What you have to do:
Every line of the data below is to be given again as it appears, with the images removed.

Provided records:
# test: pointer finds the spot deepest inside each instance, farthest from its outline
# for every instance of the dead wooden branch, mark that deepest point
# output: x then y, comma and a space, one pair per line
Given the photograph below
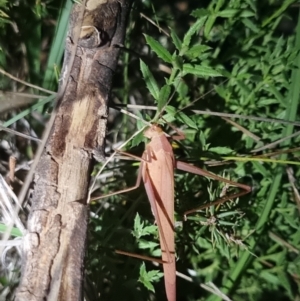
55, 244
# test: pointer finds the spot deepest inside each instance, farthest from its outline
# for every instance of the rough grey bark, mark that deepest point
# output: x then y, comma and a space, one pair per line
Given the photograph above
55, 244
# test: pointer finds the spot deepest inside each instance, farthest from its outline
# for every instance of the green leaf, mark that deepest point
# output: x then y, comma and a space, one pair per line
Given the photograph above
160, 51
196, 50
150, 81
146, 278
176, 41
186, 120
221, 150
164, 94
209, 25
200, 70
200, 12
228, 13
192, 30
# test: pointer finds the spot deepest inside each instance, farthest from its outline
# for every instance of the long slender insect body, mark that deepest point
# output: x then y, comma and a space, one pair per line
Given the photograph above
158, 176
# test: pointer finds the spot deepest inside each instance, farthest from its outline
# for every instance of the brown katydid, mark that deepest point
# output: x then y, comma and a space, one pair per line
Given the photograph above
157, 171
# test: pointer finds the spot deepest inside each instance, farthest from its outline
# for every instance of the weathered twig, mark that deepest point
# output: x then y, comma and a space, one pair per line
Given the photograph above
55, 245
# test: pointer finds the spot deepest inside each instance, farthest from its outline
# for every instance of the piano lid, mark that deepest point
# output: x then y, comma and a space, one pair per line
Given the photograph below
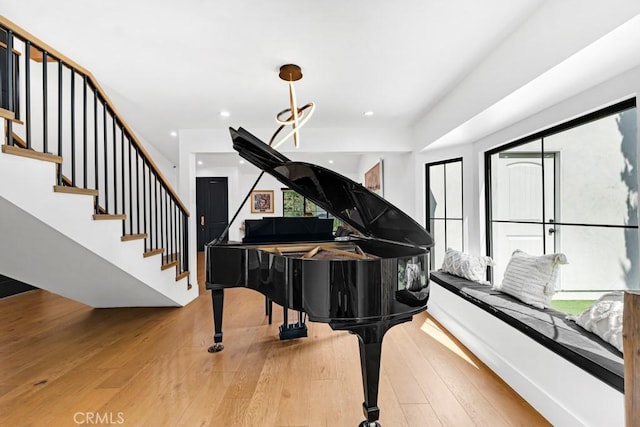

Response below:
# test: pointer finds the spot deepest inside each instance, farthest from its outline
# for every instance of the dead wooden branch, mark that deepest point
# output: x then y, comma and a space, one pair per line
Given the photograph below
55, 244
# test: pointer finds the spot deepest inside each instance, farthest from its outline
# for every instance of the rough grey bark, mark that deepest point
# output: x then y, comma and a space, one pair per line
Given the photograph above
55, 244
# test: pointer finds the spot deepest inside each instance, farthest from its outline
# for every instance of the green leaf, mark that deepest point
# output: x then y, comma and a space, one pair per line
Given the photograph above
160, 51
196, 50
150, 81
146, 278
176, 41
186, 120
221, 150
164, 94
209, 25
200, 70
200, 12
228, 13
192, 30
# test: pointer finds the spot deepest inside each instance, farthest from its outline
# for every instance of the long slender insect body, mark that deepest point
# output: x then y, comma and a space, one pair per line
Given the photograph above
158, 176
# test: pointer finds the spot deepest inside each instance, farthest from its outline
# for every instance of the brown katydid, mark that deepest point
# output: x then y, comma and a space, one pair per line
Given the photograph above
157, 171
# test: pointer finds the spot deepest inside each instance, farthest from its outline
# for every instance of the weathered twig, mark that deepest point
# output: x then y, comma and a space, one pair per line
Given the photograph above
55, 245
# test: pointer finds the spot deepest inside each instance, farthest from its outline
# for every instance of the piano lid, mark that deepest point
# output: x then y, comma and a space, one pair per line
Given the photograph below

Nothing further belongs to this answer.